### [TASK TO CARRY OUT]
The job is to find each line of the records below that includes the word "mountains" and copy it.

### [PROVIDED RECORDS]
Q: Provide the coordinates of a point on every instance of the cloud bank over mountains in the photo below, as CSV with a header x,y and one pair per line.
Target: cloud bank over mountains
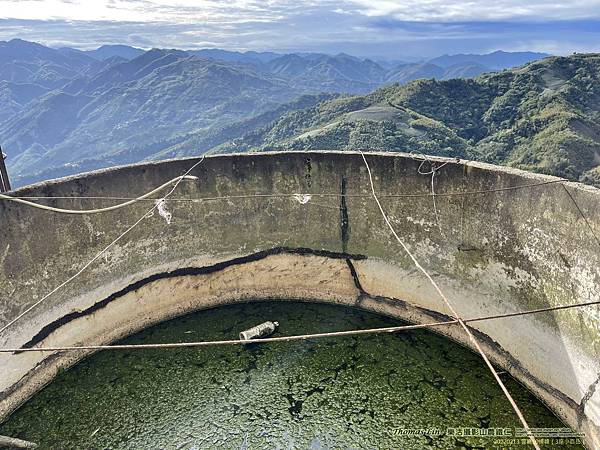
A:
x,y
377,28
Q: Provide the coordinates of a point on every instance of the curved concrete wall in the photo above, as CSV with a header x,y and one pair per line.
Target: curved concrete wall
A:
x,y
494,252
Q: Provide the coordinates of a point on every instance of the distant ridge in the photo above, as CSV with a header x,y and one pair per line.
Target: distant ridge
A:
x,y
497,60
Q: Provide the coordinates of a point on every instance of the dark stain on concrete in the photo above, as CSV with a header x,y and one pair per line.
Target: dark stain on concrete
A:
x,y
187,271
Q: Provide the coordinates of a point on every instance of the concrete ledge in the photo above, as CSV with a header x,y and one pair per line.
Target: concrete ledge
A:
x,y
496,252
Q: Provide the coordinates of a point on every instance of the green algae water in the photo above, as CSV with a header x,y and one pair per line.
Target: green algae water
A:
x,y
365,392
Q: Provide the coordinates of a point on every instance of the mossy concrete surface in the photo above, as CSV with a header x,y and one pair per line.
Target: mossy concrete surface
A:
x,y
491,252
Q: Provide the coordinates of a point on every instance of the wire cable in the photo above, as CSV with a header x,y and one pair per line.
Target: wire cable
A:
x,y
396,329
472,338
105,249
176,180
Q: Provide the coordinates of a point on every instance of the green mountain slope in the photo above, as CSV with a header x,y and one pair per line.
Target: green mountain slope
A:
x,y
543,117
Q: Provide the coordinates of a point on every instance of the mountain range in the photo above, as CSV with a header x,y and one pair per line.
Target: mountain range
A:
x,y
66,110
543,117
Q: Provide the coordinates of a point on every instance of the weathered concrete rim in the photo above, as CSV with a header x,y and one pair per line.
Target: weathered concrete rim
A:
x,y
416,157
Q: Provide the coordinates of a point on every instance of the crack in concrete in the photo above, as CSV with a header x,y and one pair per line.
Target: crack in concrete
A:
x,y
591,390
344,220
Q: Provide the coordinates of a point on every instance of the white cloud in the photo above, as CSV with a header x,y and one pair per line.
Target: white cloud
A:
x,y
187,11
476,10
180,11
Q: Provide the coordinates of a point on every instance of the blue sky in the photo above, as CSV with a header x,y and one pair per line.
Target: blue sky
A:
x,y
375,28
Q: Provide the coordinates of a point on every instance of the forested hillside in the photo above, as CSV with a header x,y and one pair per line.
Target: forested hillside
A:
x,y
64,111
543,117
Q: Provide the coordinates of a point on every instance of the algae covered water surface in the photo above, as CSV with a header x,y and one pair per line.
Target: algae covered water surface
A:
x,y
345,393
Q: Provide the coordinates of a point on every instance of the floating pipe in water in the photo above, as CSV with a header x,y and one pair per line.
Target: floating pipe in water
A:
x,y
8,442
262,330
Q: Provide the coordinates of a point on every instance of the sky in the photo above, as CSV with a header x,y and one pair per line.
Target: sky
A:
x,y
390,29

### [RESPONSE TO THIS TASK]
Q: Provide the coordinates of a point on every instance of the cloud bank over mountains in the photo below, as CSV with a header x,y and one pair per line.
Target: cloud bank over mountains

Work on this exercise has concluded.